Activity: Turn every line of the entries below into a JSON list of strings, with one string per line and blank lines left out.

*** The input Section Begins ***

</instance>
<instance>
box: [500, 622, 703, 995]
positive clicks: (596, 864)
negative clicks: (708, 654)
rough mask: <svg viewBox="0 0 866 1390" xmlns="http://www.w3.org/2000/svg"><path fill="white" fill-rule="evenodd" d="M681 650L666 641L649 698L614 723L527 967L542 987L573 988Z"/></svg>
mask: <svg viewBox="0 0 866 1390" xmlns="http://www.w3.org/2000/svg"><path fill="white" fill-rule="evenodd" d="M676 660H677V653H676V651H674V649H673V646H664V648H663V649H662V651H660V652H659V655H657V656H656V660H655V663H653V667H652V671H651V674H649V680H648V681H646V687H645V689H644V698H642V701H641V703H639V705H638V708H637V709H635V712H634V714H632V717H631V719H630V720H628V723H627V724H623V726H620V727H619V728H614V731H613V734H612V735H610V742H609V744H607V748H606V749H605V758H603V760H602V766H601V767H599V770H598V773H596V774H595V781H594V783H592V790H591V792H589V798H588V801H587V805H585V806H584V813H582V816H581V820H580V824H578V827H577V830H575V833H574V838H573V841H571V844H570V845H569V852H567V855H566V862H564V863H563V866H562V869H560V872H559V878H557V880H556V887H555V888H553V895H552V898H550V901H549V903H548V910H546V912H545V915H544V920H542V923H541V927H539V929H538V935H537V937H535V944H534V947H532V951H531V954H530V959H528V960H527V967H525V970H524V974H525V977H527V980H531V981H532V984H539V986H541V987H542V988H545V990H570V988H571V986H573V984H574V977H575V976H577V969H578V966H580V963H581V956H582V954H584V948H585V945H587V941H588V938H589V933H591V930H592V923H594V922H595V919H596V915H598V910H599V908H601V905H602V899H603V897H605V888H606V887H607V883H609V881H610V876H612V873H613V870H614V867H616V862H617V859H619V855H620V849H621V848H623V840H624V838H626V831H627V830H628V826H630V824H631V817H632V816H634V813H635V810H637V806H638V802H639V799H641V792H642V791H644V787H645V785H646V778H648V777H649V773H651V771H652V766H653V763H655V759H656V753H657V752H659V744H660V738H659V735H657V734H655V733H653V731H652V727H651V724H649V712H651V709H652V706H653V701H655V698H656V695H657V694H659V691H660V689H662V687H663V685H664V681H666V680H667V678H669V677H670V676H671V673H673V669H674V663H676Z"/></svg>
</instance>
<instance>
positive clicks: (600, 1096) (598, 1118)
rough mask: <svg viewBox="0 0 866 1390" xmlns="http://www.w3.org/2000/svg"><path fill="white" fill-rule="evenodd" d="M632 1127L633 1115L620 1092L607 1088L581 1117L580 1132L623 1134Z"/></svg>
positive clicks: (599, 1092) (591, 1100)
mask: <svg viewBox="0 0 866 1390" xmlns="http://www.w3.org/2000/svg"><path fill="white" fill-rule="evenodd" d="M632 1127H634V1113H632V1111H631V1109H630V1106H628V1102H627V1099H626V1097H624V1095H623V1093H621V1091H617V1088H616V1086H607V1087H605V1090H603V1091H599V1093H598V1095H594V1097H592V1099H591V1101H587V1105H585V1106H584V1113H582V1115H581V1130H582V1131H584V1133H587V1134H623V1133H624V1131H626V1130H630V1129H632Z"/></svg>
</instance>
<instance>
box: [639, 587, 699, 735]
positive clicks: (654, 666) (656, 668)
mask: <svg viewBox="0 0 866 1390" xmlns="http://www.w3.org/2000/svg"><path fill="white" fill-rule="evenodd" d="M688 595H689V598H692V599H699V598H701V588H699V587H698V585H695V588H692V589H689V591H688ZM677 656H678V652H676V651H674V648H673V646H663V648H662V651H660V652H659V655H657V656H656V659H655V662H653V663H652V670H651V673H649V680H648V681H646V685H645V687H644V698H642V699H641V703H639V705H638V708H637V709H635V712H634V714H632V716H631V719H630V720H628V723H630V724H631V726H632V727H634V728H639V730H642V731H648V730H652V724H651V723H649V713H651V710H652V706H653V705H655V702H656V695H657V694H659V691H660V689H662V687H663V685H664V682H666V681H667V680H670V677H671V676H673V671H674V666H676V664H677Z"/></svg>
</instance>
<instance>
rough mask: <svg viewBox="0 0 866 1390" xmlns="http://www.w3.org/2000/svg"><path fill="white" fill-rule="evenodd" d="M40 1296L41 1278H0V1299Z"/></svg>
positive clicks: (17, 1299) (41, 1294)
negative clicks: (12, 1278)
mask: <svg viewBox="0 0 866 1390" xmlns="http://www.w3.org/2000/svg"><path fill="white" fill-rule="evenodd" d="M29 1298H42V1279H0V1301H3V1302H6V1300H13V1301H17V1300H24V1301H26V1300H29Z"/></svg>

*** The input Section Ends ***

Exercise response:
[
  "</instance>",
  "<instance>",
  "box: [500, 622, 703, 995]",
  "positive clicks: (596, 864)",
  "negative clicks: (708, 654)",
  "rough mask: <svg viewBox=\"0 0 866 1390\" xmlns=\"http://www.w3.org/2000/svg\"><path fill=\"white\" fill-rule=\"evenodd\" d=\"M681 650L666 641L649 698L614 723L527 967L542 987L573 988Z\"/></svg>",
  "mask: <svg viewBox=\"0 0 866 1390\" xmlns=\"http://www.w3.org/2000/svg\"><path fill=\"white\" fill-rule=\"evenodd\" d=\"M676 660H677V653H676V651H674V649H673V646H664V648H663V649H662V651H660V652H659V655H657V656H656V660H655V663H653V667H652V671H651V674H649V680H648V681H646V687H645V689H644V698H642V701H641V703H639V705H638V708H637V709H635V712H634V714H632V717H631V719H630V720H628V723H627V724H623V726H620V727H619V728H614V731H613V734H612V735H610V742H609V744H607V748H606V749H605V758H603V760H602V766H601V767H599V770H598V773H596V774H595V781H594V783H592V790H591V792H589V798H588V801H587V805H585V806H584V813H582V816H581V820H580V824H578V827H577V830H575V833H574V838H573V841H571V844H570V845H569V852H567V855H566V862H564V863H563V866H562V869H560V872H559V878H557V880H556V887H555V888H553V895H552V898H550V901H549V903H548V910H546V912H545V915H544V920H542V923H541V927H539V929H538V935H537V937H535V944H534V947H532V951H531V954H530V959H528V960H527V967H525V970H524V974H525V977H527V980H531V981H532V984H539V986H541V987H542V988H545V990H570V988H571V986H573V984H574V977H575V976H577V969H578V966H580V963H581V956H582V954H584V948H585V945H587V941H588V938H589V933H591V930H592V923H594V922H595V919H596V915H598V910H599V908H601V905H602V899H603V897H605V888H606V887H607V883H609V881H610V876H612V873H613V870H614V867H616V862H617V859H619V855H620V849H621V848H623V840H624V838H626V831H627V830H628V826H630V824H631V817H632V816H634V813H635V810H637V806H638V802H639V799H641V792H642V791H644V787H645V785H646V778H648V777H649V773H651V771H652V766H653V763H655V759H656V753H657V752H659V744H660V738H659V735H657V734H655V733H653V731H652V727H651V724H649V712H651V709H652V706H653V701H655V698H656V695H657V694H659V691H660V689H662V687H663V685H664V681H666V680H667V678H669V677H670V676H671V673H673V669H674V663H676Z\"/></svg>",
  "</instance>",
  "<instance>",
  "positive clicks: (600, 1096) (598, 1118)",
  "rough mask: <svg viewBox=\"0 0 866 1390\" xmlns=\"http://www.w3.org/2000/svg\"><path fill=\"white\" fill-rule=\"evenodd\" d=\"M632 1127L633 1115L620 1092L607 1088L581 1117L580 1132L623 1134Z\"/></svg>",
  "positive clicks: (599, 1092) (591, 1100)",
  "mask: <svg viewBox=\"0 0 866 1390\" xmlns=\"http://www.w3.org/2000/svg\"><path fill=\"white\" fill-rule=\"evenodd\" d=\"M632 1127H634V1113H632V1111H631V1109H630V1106H628V1102H627V1099H626V1097H624V1095H623V1093H621V1091H617V1088H616V1086H607V1087H605V1090H603V1091H599V1093H598V1095H594V1097H592V1099H591V1101H587V1105H585V1106H584V1113H582V1115H581V1130H582V1131H584V1133H587V1134H623V1133H624V1131H626V1130H630V1129H632Z\"/></svg>",
  "</instance>",
  "<instance>",
  "box: [639, 587, 699, 735]",
  "positive clicks: (654, 666) (656, 668)",
  "mask: <svg viewBox=\"0 0 866 1390\" xmlns=\"http://www.w3.org/2000/svg\"><path fill=\"white\" fill-rule=\"evenodd\" d=\"M688 595H689V598H692V599H699V598H701V588H699V587H698V585H695V588H692V589H689V591H688ZM677 656H678V652H676V651H674V648H673V646H663V648H662V651H660V652H659V655H657V656H656V659H655V662H653V663H652V670H651V673H649V680H648V681H646V685H645V687H644V698H642V699H641V703H639V705H638V708H637V709H635V712H634V714H632V716H631V719H630V720H628V723H630V724H631V726H632V727H634V728H639V730H642V731H648V730H652V724H651V723H649V713H651V710H652V706H653V705H655V702H656V695H657V694H659V691H660V689H662V687H663V685H664V682H666V681H667V680H670V677H671V676H673V671H674V666H676V664H677Z\"/></svg>",
  "</instance>",
  "<instance>",
  "rough mask: <svg viewBox=\"0 0 866 1390\" xmlns=\"http://www.w3.org/2000/svg\"><path fill=\"white\" fill-rule=\"evenodd\" d=\"M40 1296L41 1278H0V1299Z\"/></svg>",
  "positive clicks: (17, 1299) (41, 1294)",
  "negative clicks: (12, 1278)",
  "mask: <svg viewBox=\"0 0 866 1390\" xmlns=\"http://www.w3.org/2000/svg\"><path fill=\"white\" fill-rule=\"evenodd\" d=\"M29 1298H42V1279H0V1301H3V1302H6V1300H13V1301H17V1300H24V1301H26V1300H29Z\"/></svg>"
]